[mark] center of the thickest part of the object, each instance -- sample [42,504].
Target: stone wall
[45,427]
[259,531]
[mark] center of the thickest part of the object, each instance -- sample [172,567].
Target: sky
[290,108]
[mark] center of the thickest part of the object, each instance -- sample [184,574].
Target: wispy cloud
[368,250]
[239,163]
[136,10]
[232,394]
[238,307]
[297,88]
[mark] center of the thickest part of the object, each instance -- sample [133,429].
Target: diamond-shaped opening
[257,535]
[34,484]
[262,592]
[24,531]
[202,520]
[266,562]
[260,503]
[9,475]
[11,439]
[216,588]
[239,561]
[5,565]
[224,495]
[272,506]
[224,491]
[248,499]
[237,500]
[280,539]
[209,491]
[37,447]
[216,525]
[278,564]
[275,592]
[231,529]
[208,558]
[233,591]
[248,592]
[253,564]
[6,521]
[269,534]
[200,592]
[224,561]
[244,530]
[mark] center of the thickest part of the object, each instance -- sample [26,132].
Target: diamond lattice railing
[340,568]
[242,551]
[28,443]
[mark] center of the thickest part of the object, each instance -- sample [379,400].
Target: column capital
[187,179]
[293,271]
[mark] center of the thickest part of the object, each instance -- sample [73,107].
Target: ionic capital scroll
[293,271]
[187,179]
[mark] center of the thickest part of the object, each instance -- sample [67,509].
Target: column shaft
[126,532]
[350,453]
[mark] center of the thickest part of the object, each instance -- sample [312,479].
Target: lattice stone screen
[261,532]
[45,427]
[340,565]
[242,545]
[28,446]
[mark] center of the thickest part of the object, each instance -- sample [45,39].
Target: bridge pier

*Your objective:* Reproduce every line of the data from the line containing "-- sample [73,107]." through the end of the data. Shift each answer's point coordinates by adding 137 to every number, and leave all other lines and their numbers unchanged.

*Right answer:*
[mark] center of the thickest part of the object, each instance -- sample [73,107].
Target: ionic capital scroll
[430,408]
[324,316]
[mark] center of the thickest part of the object, each instance -- sample [67,509].
Target: column shaft
[263,669]
[487,590]
[mark] center of the thickest part of the object, each instance -- sample [312,479].
Target: lattice stone screen
[398,669]
[182,564]
[477,702]
[379,682]
[165,583]
[mark] center of the thickest part of the object, each instance -- sample [45,39].
Target: bridge pier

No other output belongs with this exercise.